Problem to solve - Find every line in the entries that contains the word "bowl" and copy each of those lines.
══ Working data
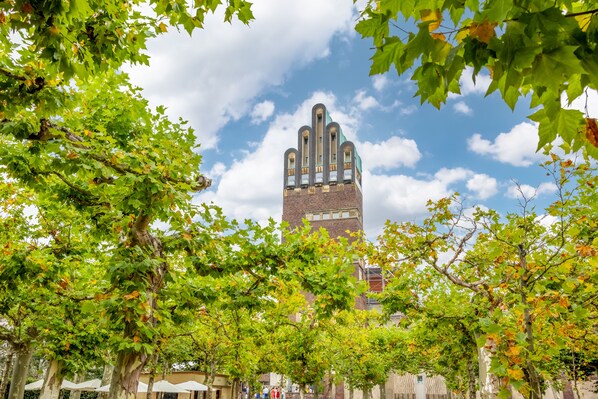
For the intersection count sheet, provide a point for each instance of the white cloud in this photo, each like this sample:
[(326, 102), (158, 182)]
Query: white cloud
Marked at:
[(483, 186), (391, 153), (587, 101), (468, 86), (408, 110), (365, 102), (262, 111), (252, 186), (462, 108), (212, 77), (529, 192), (516, 147), (380, 82), (401, 197)]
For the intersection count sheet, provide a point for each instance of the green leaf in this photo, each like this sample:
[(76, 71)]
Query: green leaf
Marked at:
[(386, 55)]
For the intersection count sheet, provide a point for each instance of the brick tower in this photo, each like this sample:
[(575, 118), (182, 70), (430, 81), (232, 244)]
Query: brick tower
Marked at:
[(323, 178), (322, 181)]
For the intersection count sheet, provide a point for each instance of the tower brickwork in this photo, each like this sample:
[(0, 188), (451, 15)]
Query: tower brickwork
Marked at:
[(322, 183)]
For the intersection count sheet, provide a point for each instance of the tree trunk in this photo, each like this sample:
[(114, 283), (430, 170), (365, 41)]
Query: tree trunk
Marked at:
[(129, 365), (52, 380), (106, 379), (19, 373), (125, 377), (471, 382), (152, 376), (530, 370), (76, 394), (489, 386), (6, 373)]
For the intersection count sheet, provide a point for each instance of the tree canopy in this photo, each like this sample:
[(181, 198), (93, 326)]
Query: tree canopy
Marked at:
[(545, 50)]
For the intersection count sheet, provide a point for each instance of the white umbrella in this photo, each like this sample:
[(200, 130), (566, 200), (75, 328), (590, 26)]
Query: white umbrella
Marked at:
[(165, 386), (66, 384), (37, 385), (192, 386), (140, 388), (34, 386), (90, 385)]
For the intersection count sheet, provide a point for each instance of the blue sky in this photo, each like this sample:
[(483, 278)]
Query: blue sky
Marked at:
[(246, 90)]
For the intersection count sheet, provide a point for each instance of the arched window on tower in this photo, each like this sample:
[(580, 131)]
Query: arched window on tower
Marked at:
[(319, 137), (291, 170), (348, 164), (305, 159), (332, 155)]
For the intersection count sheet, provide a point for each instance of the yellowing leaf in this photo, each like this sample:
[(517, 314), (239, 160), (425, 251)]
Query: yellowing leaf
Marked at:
[(462, 34), (592, 131), (439, 36), (513, 351), (516, 374), (132, 295), (482, 32), (584, 20), (434, 17)]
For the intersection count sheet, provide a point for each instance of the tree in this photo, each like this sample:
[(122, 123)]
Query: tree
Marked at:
[(519, 273), (544, 49), (50, 273)]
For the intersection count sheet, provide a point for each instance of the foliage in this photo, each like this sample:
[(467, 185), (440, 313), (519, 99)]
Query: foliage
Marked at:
[(544, 49), (531, 284)]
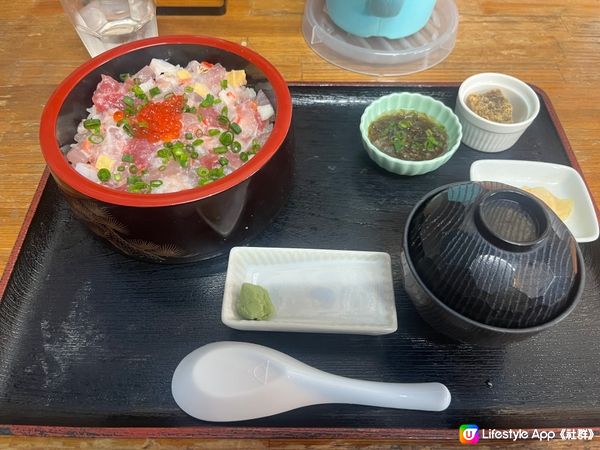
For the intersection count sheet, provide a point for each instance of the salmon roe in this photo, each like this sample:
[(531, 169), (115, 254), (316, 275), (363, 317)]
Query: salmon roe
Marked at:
[(160, 121)]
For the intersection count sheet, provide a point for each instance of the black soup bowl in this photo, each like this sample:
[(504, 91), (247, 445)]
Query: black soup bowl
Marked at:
[(188, 225), (489, 264)]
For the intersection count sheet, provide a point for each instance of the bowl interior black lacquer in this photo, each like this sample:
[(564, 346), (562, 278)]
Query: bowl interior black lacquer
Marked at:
[(494, 255)]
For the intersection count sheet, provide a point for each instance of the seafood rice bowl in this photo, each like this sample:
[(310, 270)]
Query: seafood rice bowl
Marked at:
[(172, 149)]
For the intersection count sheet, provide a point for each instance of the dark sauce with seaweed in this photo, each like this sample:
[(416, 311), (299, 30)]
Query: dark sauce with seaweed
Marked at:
[(409, 135)]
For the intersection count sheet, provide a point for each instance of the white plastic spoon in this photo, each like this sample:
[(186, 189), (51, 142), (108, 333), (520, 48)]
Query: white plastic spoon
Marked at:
[(229, 381)]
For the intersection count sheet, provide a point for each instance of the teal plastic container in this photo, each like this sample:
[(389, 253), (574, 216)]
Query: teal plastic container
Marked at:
[(392, 19)]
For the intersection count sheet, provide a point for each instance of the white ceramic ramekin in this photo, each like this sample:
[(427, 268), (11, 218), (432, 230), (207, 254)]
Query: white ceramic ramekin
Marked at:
[(487, 136)]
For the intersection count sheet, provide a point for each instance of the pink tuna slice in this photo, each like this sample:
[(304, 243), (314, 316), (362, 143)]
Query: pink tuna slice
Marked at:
[(141, 150), (108, 94)]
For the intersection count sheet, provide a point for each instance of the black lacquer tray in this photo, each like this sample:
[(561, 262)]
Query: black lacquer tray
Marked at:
[(89, 339)]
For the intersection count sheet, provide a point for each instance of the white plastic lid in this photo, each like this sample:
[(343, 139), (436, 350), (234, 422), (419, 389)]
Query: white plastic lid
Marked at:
[(380, 56)]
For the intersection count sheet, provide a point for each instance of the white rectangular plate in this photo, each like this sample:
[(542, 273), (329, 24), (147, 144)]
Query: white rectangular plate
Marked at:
[(318, 291), (562, 181)]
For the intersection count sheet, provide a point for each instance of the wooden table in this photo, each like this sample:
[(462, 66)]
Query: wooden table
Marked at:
[(553, 44)]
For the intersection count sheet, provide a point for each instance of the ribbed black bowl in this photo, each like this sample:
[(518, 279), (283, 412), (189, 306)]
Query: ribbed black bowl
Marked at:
[(488, 263)]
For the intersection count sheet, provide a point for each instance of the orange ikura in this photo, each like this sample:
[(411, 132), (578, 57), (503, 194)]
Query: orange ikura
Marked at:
[(160, 121)]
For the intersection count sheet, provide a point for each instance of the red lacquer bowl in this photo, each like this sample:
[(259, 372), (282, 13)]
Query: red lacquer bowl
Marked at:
[(182, 226)]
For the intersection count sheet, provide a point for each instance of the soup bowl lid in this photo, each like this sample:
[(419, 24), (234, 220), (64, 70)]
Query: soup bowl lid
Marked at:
[(494, 254)]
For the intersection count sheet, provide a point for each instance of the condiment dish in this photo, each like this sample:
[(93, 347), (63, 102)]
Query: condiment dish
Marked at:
[(314, 290), (562, 181), (403, 101), (488, 136)]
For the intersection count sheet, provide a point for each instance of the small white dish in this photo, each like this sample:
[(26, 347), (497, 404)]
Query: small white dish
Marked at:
[(318, 291), (561, 181), (488, 136)]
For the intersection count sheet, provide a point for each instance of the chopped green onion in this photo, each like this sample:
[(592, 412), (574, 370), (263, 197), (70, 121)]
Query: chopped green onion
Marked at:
[(96, 138), (223, 121), (139, 92), (138, 186), (104, 175), (226, 138), (216, 173), (202, 171), (235, 128), (128, 101), (255, 147), (91, 124), (133, 179), (208, 101), (127, 128)]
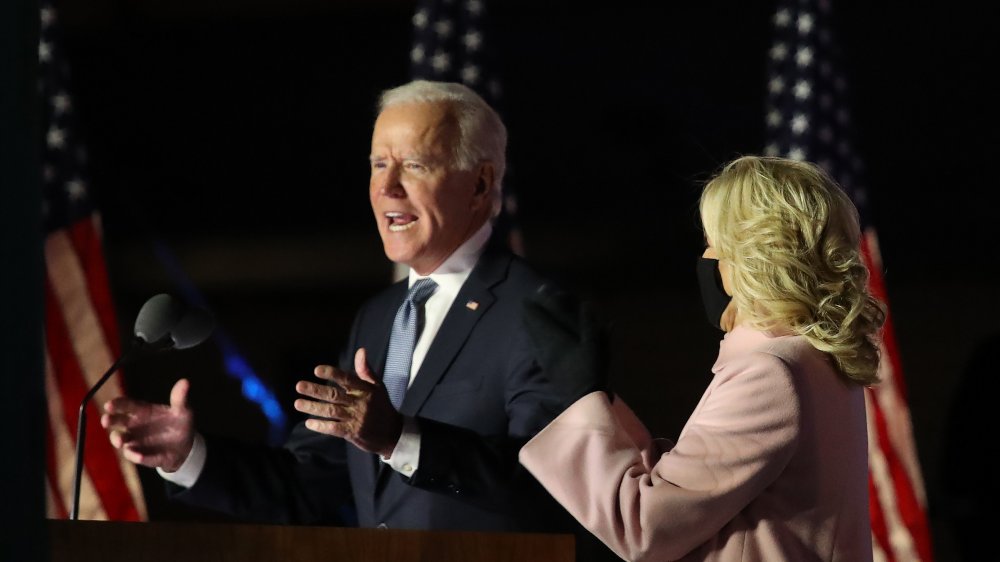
════
Response to this task -
For the intersection count sheet, provide a point for each instance of the black soup bowl in this photo, each like this sample:
Query: black soup bowl
For the intersection count sheet, provide a point for each instance of the bowl interior black lacquer in this photo, each like this sample:
Query: bowl interior black lacquer
For the intersection count sheet, provide a point for each instance of the seafood rice bowl in this photo, each like this sample:
Query: seafood rice bowl
For the intersection count sheet, provide a point for each instance of the ribbed black bowl in this photo, each like this sample:
Query: ribbed black bowl
For the intersection count sheet, provide a point for each instance of the red lacquer bowl in this photo, each like this sample:
Query: red lacquer bowl
For the intersection count sheet, provide a point for each instance of the soup bowl lid in this photo, each like this sample:
Query: soup bowl lid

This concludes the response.